24 ноября. Гонца от генерала нет. Яков и лошадей тоже нет. Сегодня ушла последняя возможность приступить к осуществлению целей Миссии в Тибете. Сегодня, 24 ноября, открылся Буддийский Собор в Соединенных Штатах Америки, на котором будет избран Глава Западных буддистов. Возможность для Тибета сказать свое слово на этом Соборе окончательно отпала; рука западных последователей Будды, протянутая для дружеского приветствия и установления взаимного сотрудничества буддистам Востока, осталась висеть в воздухе. Вековая замкнутость Тибета привела его к окончательной омертвелости.

Теперь перед Миссией стоит лишь задача, каким путем лучше оставить пределы Тибета. Н.К. думает избрать путь на Индию через Шигацзе, т.к. на этом пути нет перевалов, что особенно ценно при передвижениях в зимнее время.

25 ноября. Происходила беседа с майором о посылке гонца к генералу с требованием продуктов, запас которых пришел у нас к концу, и с просьбой сообщить лхасскому правительству о нашем желании пройти в Индию через Шигацзе, минуя Лхасу, где Миссия не имеет уже никаких целей к осуществлению. Майор отнесся очень благожелательно к мысли выезда из Тибета через Шигацзе, т.к. последнее является его родиной и он очень будет рад сопровождать нас туда. Майор посоветовал написать об этом намерении также и губернаторам Нагчу. 26 ноября. Вернулся гонец из Нагчу, посланный 5 дней тому назад с двумя первыми письмами Далай-Ламе, переименованными в адрес девашунга, и с препроводительным письмом губернаторам Нагчу. Письма эти гонец привез обратно с объяснением, что губернаторы писем к переотправ ке в Лхасу не приняли и были очень раздражены, видя такое наше нетерпение (52 дня ожидания?!) дождаться ответа от правительства. Из продуктов гонец также не смог купить ничего, таким образом, дня через два мы останемся без сахара, мука тоже приходит к концу, и тогда придется питаться одним мясом яка, которое еще доставляет нам майор.

27 ноября. 7 ч. вечера. К майору прибыл гонец от генерала. О результатах узнаем завтра утром.

▸ ИЗВЛЕЧЁННЫЕ ЗАПИСИ
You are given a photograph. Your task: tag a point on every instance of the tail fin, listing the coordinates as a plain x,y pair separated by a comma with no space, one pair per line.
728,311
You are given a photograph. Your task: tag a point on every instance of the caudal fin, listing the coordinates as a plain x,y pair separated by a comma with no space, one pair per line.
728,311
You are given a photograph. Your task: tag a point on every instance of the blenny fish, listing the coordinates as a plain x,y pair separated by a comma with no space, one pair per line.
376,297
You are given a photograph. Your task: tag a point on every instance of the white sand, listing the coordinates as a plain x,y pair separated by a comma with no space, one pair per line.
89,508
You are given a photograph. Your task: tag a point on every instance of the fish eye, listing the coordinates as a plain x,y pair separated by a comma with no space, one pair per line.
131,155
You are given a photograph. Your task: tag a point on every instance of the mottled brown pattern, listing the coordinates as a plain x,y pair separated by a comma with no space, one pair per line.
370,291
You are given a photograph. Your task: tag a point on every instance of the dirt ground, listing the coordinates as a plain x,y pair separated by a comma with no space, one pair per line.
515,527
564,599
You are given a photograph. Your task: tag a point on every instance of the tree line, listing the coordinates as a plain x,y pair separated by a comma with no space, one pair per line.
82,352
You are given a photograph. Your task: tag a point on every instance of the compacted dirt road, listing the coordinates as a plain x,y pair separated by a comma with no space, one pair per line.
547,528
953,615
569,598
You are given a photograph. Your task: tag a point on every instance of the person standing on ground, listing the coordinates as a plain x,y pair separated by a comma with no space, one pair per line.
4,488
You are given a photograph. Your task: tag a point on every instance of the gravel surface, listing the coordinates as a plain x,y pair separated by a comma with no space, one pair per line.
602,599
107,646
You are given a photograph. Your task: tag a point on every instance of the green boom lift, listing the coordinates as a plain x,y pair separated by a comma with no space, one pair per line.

▸ УСЛОВИЯ ЗАДАНИЯ
**A)** Повторите дословно часть отрывка о Миссии в Тибете от слов «24 ноября. Гонца» до слов «в зимнее время.».
**B)** Ответьте на вопросы по отрывку о Миссии в Тибете.
(i) Через какой город Н.К. думает избрать путь на Индию?
(ii) Чем Шигацзе приходится майору?
(iii) Когда к майору прибыл гонец от генерала?
**C)** Допишите следующую часть отрывка о Миссии в Тибете, начиная сразу после его последней фразы.
Записи даны как самостоятельный материал, не связанный с отрывком.

▸ ОТВЕТЫ ПО ЗАДАНИЯМ
**A)**
24 ноября. Гонца от генерала нет. Яков и лошадей тоже нет. Сегодня ушла последняя возможность приступить к осуществлению целей Миссии в Тибете. Сегодня, 24 ноября, открылся Буддийский Собор в Соединенных Штатах Америки, на котором будет избран Глава Западных буддистов. Возможность для Тибета сказать свое слово на этом Соборе окончательно отпала; рука западных последователей Будды, протянутая для дружеского приветствия и установления взаимного сотрудничества буддистам Востока, осталась висеть в воздухе. Вековая замкнутость Тибета привела его к окончательной омертвелости.

Теперь перед Миссией стоит лишь задача, каким путем лучше оставить пределы Тибета. Н.К. думает избрать путь на Индию через Шигацзе, т.к. на этом пути нет перевалов, что особенно ценно при передвижениях в зимнее время.

**B)**
(i) Через Шигацзе.
(ii) Шигацзе — его родина.
(iii) 27 ноября, в 7 часов вечера.

**C)**
28 ноября. Генерал вернул третье письмо Н.К. Далай-Ламе с припиской, в которой указывается на невозможность посылки письма в Лхасу вследствие больших снежных заносов. Кроме того, добавляет генерал, ответ правительства о разрешении или неразрешении въезда в Лхасу должен придти через губернаторов Нагчу, являющихся пограничны ми таможенными властями. Таким образом, генерал вежливо, но категорически отказался содействовать нам в каких бы то ни было сношениях наших с Лхасой. Основываясь на этом, Н.К. просил майора написать губернаторам о своем желании перейти в Нагчу, с территории генерала в ведение губернаторов. Майор обещал написать. Вместе с тем, этот же гонец отвезет губернаторам третье письмо Далаю и письмо Бейли, возвращенное генералом, таким образом, несмотря на отказ губернаторов в пересылке писем в Лхасу, Н.К. хочет настоять на своем.

В Нагчу, по словам майора, вследствие обильных снегов падеж скота выразился в 2/3 наличного состава. Население разбирает на дрова многие строения, т.к. аргал доставать сейчас изпод снега невозможно.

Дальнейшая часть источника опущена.